* ЗАДАНИЕ ДЛЯ ВЫПОЛНЕНИЯ:
Какого числа, согласно тексту для анализа, на Дубровке пройдёт мемориальная церемония?
═══ ТЕКСТ ДЛЯ АНАЛИЗА
На этой неделе страна отмечает скорбную дату - десять лет со дня захвата Театрального центра на Дубровке. 26 октября там пройдет мемориальная церемония, будет объявлена минута молчания. Теракт унес жизни 130 человек. Подробности (прямо скажем, противоречивые, не поддающиеся однозначному толкованию) тех октябрьских событий запечатлены в многочисленных телесюжетах, газетных репортажах, всевозможных расследованиях, как официальных, так и неофициальных. Спустя десять лет стало ли все окончательно ясно? Для следствия, которое длилось едва ли не все это время и несколько раз возобновлялось, - по-видимому, да. Для общества - пожалуй, нет.
══════
═══ ИСХОДНЫЕ ДАННЫЕ
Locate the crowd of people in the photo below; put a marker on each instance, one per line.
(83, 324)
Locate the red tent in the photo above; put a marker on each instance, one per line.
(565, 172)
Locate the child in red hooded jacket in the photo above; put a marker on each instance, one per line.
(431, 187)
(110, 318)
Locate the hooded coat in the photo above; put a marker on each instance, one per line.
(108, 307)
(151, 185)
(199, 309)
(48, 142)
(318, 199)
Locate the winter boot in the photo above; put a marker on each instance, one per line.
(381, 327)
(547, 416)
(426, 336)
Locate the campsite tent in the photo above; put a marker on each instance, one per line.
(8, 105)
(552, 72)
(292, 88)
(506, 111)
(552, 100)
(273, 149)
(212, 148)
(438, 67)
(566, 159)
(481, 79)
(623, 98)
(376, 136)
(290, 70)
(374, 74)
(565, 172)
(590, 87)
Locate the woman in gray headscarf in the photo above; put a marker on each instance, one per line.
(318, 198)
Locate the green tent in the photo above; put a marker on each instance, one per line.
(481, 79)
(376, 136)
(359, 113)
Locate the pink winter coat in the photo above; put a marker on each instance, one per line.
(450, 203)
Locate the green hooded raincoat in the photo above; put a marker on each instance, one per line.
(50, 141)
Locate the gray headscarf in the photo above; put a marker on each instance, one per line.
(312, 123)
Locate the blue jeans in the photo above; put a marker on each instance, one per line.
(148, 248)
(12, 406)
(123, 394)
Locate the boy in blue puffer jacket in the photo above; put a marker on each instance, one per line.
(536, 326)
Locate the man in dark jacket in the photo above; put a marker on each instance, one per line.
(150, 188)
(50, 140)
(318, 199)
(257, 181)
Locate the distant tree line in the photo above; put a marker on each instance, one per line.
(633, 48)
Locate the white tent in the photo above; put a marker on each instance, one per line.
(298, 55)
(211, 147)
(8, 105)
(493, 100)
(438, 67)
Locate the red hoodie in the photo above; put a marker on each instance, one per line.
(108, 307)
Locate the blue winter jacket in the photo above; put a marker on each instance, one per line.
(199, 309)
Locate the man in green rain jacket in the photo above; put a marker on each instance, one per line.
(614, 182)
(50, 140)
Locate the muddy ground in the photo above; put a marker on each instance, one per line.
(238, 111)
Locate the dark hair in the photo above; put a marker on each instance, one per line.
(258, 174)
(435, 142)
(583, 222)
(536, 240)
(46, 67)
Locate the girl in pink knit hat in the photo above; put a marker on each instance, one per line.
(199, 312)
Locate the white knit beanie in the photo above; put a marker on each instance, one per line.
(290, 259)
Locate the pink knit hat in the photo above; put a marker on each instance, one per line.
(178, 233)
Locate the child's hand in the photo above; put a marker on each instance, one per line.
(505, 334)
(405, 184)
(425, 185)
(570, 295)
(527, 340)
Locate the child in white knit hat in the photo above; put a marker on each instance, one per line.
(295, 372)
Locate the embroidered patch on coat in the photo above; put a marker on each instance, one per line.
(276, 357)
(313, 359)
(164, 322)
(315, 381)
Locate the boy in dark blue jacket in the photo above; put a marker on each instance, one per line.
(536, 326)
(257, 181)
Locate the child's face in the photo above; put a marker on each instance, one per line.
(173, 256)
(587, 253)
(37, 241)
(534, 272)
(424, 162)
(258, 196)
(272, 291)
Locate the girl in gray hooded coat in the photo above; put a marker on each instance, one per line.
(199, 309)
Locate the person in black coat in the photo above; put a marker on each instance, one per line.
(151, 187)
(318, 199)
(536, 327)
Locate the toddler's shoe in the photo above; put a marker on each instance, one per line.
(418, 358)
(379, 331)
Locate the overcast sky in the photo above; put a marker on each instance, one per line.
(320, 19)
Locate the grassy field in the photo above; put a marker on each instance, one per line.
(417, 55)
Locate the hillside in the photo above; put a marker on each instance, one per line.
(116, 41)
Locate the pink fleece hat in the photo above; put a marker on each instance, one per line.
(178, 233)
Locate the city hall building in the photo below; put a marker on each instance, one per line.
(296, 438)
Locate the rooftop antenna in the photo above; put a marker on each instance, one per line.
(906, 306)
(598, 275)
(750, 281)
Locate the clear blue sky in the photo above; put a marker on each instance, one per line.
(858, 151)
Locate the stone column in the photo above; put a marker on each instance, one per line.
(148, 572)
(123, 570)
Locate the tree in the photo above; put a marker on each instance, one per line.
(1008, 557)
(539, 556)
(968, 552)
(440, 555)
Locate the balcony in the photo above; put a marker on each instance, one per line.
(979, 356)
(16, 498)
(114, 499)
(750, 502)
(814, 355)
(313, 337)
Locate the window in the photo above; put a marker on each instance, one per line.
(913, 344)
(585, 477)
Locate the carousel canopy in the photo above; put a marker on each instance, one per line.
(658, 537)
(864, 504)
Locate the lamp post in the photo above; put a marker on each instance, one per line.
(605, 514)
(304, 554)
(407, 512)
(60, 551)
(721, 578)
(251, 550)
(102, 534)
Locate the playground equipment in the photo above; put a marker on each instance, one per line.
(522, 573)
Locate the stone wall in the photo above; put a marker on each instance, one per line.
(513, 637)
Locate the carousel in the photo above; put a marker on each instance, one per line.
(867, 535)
══════
* ОТВЕТ К ЗАДАНИЮ:
26 октября.